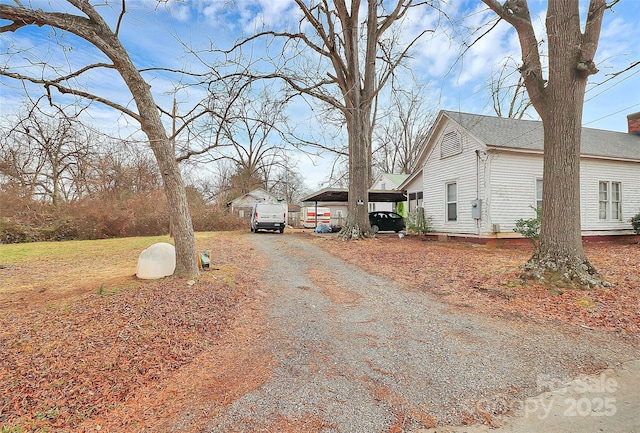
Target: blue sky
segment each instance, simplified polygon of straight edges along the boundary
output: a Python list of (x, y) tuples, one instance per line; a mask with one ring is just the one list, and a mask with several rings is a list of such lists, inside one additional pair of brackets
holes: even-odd
[[(0, 0), (0, 3), (11, 3)], [(29, 3), (23, 0), (23, 3)], [(92, 1), (104, 4), (105, 1)], [(115, 23), (119, 9), (101, 6), (98, 10)], [(536, 28), (542, 32), (546, 1), (529, 0), (535, 13)], [(64, 10), (68, 8), (63, 0), (32, 1), (36, 8)], [(587, 1), (581, 0), (586, 8)], [(62, 8), (62, 9), (61, 9)], [(515, 32), (501, 23), (491, 33), (479, 40), (464, 57), (460, 57), (461, 41), (470, 42), (474, 36), (470, 29), (478, 28), (493, 15), (479, 0), (456, 0), (443, 4), (448, 16), (456, 23), (452, 29), (442, 15), (427, 8), (416, 8), (403, 22), (402, 37), (410, 39), (424, 28), (433, 29), (423, 37), (412, 51), (407, 63), (413, 76), (425, 87), (424, 97), (431, 108), (461, 110), (471, 113), (493, 114), (489, 96), (488, 81), (492, 72), (506, 57), (520, 58)], [(136, 65), (144, 67), (190, 68), (203, 70), (203, 66), (184, 53), (184, 46), (204, 50), (215, 44), (217, 47), (230, 46), (236, 38), (250, 35), (262, 28), (294, 28), (300, 19), (300, 12), (292, 0), (183, 0), (158, 3), (155, 0), (127, 1), (127, 15), (122, 26), (121, 39), (129, 49)], [(613, 12), (605, 15), (596, 64), (600, 73), (591, 77), (586, 95), (583, 120), (585, 126), (626, 131), (626, 115), (640, 111), (640, 67), (605, 82), (612, 72), (622, 70), (640, 60), (640, 45), (637, 43), (637, 20), (640, 17), (640, 1), (622, 0)], [(453, 39), (452, 39), (453, 34)], [(55, 42), (55, 43), (52, 43)], [(59, 43), (65, 46), (59, 49)], [(86, 43), (51, 29), (23, 29), (16, 34), (0, 35), (0, 49), (6, 53), (13, 47), (29, 48), (39, 59), (50, 65), (78, 67), (91, 61), (103, 60), (101, 55)], [(264, 46), (253, 46), (254, 56), (260, 56)], [(204, 51), (201, 55), (207, 61), (213, 56)], [(2, 64), (10, 59), (11, 66), (27, 66), (24, 55), (16, 53), (10, 58), (3, 54)], [(175, 85), (176, 75), (147, 73), (157, 101), (167, 110)], [(410, 80), (405, 78), (406, 85)], [(130, 95), (117, 75), (111, 72), (97, 72), (86, 81), (78, 83), (92, 92), (106, 96), (124, 105), (130, 104)], [(36, 96), (41, 90), (31, 87)], [(2, 119), (12, 112), (22, 100), (24, 90), (16, 83), (0, 79)], [(194, 101), (204, 95), (201, 89), (189, 89), (178, 94), (181, 109), (188, 109)], [(127, 136), (135, 131), (135, 125), (126, 122), (119, 113), (94, 104), (91, 108), (92, 122), (113, 127), (118, 124), (120, 135)], [(535, 115), (535, 113), (532, 113)], [(295, 103), (289, 118), (298, 124), (313, 122), (313, 113), (306, 103)], [(315, 120), (317, 122), (317, 120)], [(322, 130), (314, 133), (321, 134)], [(335, 133), (335, 131), (331, 131)], [(298, 161), (298, 169), (307, 177), (312, 189), (318, 187), (329, 174), (330, 157), (308, 158), (291, 153)], [(315, 165), (314, 165), (315, 164)]]

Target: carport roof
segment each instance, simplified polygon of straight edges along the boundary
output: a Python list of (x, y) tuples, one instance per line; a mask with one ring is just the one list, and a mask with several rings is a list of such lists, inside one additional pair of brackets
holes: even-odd
[[(405, 191), (398, 190), (369, 190), (370, 202), (389, 202), (398, 203), (407, 199)], [(303, 202), (318, 202), (318, 201), (349, 201), (349, 190), (346, 188), (323, 188), (320, 191), (316, 191), (303, 197), (300, 201)]]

□ □ □ □ □

*Assignment*
Exact reproduction of the entries above is required, with pictures excluded.

*Result below*
Target: blue sky
segment each instance, simplified polygon of straight edges along the boundary
output: a Python list of (x, y) tuples, one instance per line; a mask with one ring is just the one list, and a mask with several rings is a list of such lists, inside one additional pair of brackets
holes: even-odd
[[(0, 0), (0, 3), (11, 3)], [(29, 3), (23, 0), (23, 3)], [(92, 1), (104, 4), (105, 1)], [(115, 23), (119, 9), (101, 6), (98, 10)], [(536, 28), (542, 32), (546, 1), (529, 0), (535, 13)], [(64, 10), (68, 8), (63, 0), (32, 1), (36, 8)], [(587, 1), (581, 0), (586, 8)], [(62, 8), (62, 9), (61, 9)], [(515, 32), (501, 23), (491, 33), (479, 40), (464, 57), (460, 57), (461, 41), (470, 42), (474, 36), (470, 29), (478, 28), (493, 15), (479, 0), (456, 0), (443, 4), (448, 16), (456, 23), (452, 29), (442, 15), (427, 8), (416, 8), (403, 22), (402, 37), (410, 39), (424, 28), (433, 29), (423, 37), (412, 51), (407, 63), (413, 76), (425, 87), (424, 97), (431, 108), (461, 110), (471, 113), (493, 114), (489, 96), (488, 81), (492, 72), (506, 57), (520, 58)], [(136, 65), (144, 67), (190, 68), (203, 70), (203, 66), (184, 53), (184, 46), (204, 50), (215, 44), (217, 47), (230, 46), (236, 38), (250, 35), (262, 28), (294, 28), (300, 19), (300, 12), (292, 0), (183, 0), (158, 3), (155, 0), (127, 1), (127, 15), (122, 26), (121, 39), (129, 49)], [(613, 12), (605, 15), (596, 64), (600, 73), (591, 77), (586, 95), (583, 120), (585, 126), (626, 131), (626, 115), (640, 111), (640, 67), (605, 82), (612, 72), (622, 70), (640, 60), (640, 45), (637, 43), (637, 20), (640, 17), (640, 1), (622, 0)], [(453, 39), (452, 39), (453, 34)], [(55, 42), (55, 43), (52, 43)], [(59, 43), (65, 46), (59, 49)], [(86, 43), (51, 29), (23, 29), (16, 34), (0, 35), (0, 49), (6, 53), (13, 47), (29, 48), (39, 59), (50, 65), (78, 67), (91, 61), (103, 60), (101, 55)], [(264, 46), (253, 46), (254, 56), (260, 56)], [(204, 51), (201, 55), (207, 61), (213, 56)], [(2, 64), (10, 59), (11, 66), (27, 66), (24, 55), (16, 53), (10, 58), (3, 54)], [(175, 85), (176, 75), (147, 73), (157, 101), (167, 110)], [(410, 80), (405, 78), (406, 85)], [(130, 95), (117, 75), (111, 72), (97, 72), (86, 81), (78, 83), (92, 92), (106, 96), (124, 105), (130, 104)], [(36, 96), (41, 90), (31, 87)], [(2, 119), (12, 112), (22, 100), (24, 90), (16, 83), (0, 79)], [(194, 101), (204, 95), (201, 89), (189, 89), (178, 94), (181, 109), (188, 109)], [(127, 136), (135, 131), (135, 125), (126, 122), (119, 113), (94, 104), (91, 108), (92, 122), (113, 127), (118, 124), (120, 135)], [(535, 115), (535, 113), (532, 113)], [(295, 103), (289, 118), (298, 124), (313, 122), (313, 113), (306, 103)], [(315, 120), (317, 122), (317, 120)], [(322, 130), (314, 133), (321, 134)], [(335, 133), (335, 131), (331, 131)], [(298, 161), (298, 169), (307, 177), (312, 189), (318, 187), (329, 174), (330, 157), (308, 158), (291, 153)], [(315, 165), (314, 165), (315, 164)]]

Target: carport roof
segment each instance, simplified polygon of straight edges along the boundary
output: a Python list of (x, y) tuples, one instance per line; a mask with one ring is just the one list, and a mask with several rings is a list of such lists, inside one additional pair of brackets
holes: even-odd
[[(405, 191), (398, 190), (369, 190), (370, 202), (389, 202), (398, 203), (407, 199)], [(303, 202), (318, 202), (318, 201), (349, 201), (349, 190), (346, 188), (323, 188), (320, 191), (316, 191), (303, 197), (300, 201)]]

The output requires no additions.